═════ Page text ═════

For any of those curious, perhaps I should try to give a basic explanation of ~~the mind of a madman~~ how I got the speed boosts I did, and provide a look into my mindset on optimization. I assure you it was not magic, just very careful optimization and smart LUT generation! I had a lot of fun and spend a lot of time on the code itself, so I may as well take a bit more to share with you guys.

The core (the duty of which is to render one full byte) of the pure Axe version went through a few iterations. In fact, I still left the old iterations, except the first two, in a block comment in the source, each with a comment of how fast it was.

Iteration 0: [1046 cycles] {{S++}+Pic1}*2+{{S++}+Pic1}*2+{{S++}+Pic1}*2+{{S++}+Pic1}*2+{{S++}+Pic1}*2+{{S++}+Pic1}*2+{{S++}+Pic1}*2+{{S++}+Pic1}→{D}+1→D
- S reads from the 6144-byte texel-mapping LUT
- D writes to L₆
- The method employed is a simple repetition of rotate the result byte left by one bit, read the next texel (0 or 1), and add it to the result. This is essentially the first step of the optimization process, and really where statistically most of the performance boost comes from: develop a simple, fast base idea of which all further iterations are low-level optimizations. Even if the idea of low-level optimization with cycle counting is foreign to you, this first optimization is a step that, with enough thought and practice, you can come to as well, and get a good chuck of the performance boost.

═════

§ Instruction 1:
Collect every line of the listing that contains the string "bark".
The listing bears no relation to the post on Axe optimization.

═════ Supplied material ═════

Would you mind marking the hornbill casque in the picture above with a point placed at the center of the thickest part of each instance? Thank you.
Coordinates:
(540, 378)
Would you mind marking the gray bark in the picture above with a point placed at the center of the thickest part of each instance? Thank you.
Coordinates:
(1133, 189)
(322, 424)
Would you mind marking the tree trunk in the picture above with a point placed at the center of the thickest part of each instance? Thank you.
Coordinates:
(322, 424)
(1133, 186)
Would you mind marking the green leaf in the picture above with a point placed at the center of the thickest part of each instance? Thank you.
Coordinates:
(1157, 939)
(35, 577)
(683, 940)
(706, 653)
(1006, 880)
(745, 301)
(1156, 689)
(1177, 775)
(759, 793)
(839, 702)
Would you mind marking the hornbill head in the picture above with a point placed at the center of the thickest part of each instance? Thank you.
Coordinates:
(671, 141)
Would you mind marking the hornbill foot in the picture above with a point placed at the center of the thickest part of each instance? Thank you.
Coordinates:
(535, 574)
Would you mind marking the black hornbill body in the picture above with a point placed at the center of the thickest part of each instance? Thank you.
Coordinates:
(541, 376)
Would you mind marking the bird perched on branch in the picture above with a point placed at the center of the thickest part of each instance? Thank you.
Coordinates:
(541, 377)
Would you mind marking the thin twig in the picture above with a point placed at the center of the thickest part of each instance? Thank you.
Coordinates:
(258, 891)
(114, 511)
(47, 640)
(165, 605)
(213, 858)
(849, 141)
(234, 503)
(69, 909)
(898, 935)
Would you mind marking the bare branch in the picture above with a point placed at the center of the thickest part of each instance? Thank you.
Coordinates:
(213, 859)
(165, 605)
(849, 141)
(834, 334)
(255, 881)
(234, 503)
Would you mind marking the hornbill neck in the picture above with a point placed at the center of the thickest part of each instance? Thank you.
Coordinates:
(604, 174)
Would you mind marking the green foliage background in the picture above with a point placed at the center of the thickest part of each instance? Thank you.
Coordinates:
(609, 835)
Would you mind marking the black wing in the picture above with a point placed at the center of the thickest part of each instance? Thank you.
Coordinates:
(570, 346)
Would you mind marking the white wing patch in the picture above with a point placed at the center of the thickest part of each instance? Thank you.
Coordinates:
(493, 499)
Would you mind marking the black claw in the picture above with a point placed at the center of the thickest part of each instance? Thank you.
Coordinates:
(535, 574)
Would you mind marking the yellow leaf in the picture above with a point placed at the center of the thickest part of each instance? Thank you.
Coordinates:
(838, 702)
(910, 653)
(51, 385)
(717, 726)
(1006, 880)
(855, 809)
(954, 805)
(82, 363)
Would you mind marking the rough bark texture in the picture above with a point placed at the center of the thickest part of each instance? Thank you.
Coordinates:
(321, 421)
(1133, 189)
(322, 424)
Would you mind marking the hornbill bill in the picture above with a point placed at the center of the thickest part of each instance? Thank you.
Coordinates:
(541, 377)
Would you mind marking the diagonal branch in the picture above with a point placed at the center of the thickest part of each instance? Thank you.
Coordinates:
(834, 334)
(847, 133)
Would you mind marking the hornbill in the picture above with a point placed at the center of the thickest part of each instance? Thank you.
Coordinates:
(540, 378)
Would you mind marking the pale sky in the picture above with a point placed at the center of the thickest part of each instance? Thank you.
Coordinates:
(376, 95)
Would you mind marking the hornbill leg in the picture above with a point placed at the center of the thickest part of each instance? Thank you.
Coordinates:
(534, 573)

═════
═════ Supplied material ═════

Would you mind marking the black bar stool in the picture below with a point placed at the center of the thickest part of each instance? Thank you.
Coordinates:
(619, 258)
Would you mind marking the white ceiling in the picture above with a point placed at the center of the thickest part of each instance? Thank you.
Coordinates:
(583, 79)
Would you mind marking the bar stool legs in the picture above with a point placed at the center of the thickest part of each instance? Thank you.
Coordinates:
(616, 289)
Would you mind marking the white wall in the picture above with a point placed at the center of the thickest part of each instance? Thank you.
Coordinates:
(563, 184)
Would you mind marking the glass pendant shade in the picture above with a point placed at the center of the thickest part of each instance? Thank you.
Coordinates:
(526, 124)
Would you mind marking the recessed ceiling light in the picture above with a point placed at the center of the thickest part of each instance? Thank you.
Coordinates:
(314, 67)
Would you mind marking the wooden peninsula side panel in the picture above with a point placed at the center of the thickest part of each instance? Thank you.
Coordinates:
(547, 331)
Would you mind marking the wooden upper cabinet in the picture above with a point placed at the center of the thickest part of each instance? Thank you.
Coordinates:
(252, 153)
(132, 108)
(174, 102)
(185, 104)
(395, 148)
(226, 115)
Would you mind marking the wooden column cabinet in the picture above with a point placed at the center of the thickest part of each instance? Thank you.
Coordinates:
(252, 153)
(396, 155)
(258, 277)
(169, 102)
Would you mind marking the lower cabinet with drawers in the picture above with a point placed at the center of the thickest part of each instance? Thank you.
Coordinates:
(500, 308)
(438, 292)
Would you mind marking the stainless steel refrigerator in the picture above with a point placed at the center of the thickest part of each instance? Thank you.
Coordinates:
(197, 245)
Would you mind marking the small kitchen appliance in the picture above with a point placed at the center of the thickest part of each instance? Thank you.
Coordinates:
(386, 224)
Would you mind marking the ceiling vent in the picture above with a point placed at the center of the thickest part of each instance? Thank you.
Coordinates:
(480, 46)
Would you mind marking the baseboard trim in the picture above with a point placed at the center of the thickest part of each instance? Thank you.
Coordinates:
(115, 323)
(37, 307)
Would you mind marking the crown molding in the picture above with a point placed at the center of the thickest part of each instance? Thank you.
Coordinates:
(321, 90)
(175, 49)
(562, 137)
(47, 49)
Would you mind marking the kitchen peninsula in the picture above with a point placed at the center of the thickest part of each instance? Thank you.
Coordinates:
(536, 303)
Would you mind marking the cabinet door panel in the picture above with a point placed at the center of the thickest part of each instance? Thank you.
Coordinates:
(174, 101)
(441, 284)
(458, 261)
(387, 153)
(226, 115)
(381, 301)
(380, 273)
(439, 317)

═════

§ Instruction 2:
According to the post on Axe optimization, what is the size of the texel-mapping LUT that S reads from?

§ Written solution 1:
Would you mind marking the gray bark in the picture above with a point placed at the center of the thickest part of each instance? Thank you.
Would you mind marking the rough bark texture in the picture above with a point placed at the center of the thickest part of each instance? Thank you.

§ Written solution 2:
6144 bytes.